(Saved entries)
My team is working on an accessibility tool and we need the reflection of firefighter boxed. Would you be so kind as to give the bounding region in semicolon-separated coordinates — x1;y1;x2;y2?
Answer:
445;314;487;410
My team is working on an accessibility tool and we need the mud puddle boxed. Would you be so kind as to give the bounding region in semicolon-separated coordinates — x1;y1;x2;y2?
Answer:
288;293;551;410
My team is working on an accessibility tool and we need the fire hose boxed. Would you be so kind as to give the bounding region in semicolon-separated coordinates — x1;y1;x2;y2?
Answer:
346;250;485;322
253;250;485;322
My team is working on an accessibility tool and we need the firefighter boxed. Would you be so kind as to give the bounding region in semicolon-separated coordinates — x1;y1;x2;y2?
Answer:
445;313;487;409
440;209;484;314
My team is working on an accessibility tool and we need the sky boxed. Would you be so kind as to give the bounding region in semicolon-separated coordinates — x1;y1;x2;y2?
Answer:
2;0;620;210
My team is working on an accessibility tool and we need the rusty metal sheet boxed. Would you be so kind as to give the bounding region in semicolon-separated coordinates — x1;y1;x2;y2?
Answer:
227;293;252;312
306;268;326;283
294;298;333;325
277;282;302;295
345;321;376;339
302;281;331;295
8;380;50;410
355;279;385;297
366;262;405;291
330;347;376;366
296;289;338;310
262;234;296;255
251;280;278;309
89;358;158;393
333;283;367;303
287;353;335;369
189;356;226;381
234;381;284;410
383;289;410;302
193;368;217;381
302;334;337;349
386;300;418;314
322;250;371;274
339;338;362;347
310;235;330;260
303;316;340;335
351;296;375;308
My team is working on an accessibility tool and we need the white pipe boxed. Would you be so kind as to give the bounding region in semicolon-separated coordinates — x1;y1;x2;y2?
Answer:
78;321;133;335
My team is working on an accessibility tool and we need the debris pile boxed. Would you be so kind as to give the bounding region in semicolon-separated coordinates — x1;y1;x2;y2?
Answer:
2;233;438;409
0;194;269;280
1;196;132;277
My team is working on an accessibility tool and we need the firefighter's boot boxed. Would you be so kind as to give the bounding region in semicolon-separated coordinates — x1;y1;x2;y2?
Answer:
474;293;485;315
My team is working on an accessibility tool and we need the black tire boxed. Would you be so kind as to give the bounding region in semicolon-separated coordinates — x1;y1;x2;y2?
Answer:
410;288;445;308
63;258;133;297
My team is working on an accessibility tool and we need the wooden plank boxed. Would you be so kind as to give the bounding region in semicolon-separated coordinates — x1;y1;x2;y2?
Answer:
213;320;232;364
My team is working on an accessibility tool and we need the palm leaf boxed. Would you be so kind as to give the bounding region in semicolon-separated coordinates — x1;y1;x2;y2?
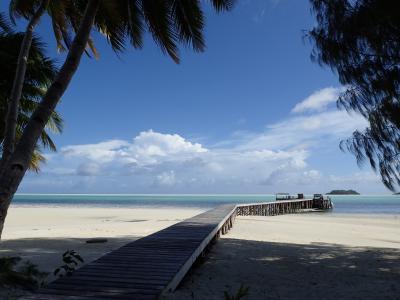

» DIRECTIONS
In the entries above, find the lines containing the word "firefighter" and say how many there are, with no other words.

» REPLY TO THE TASK
3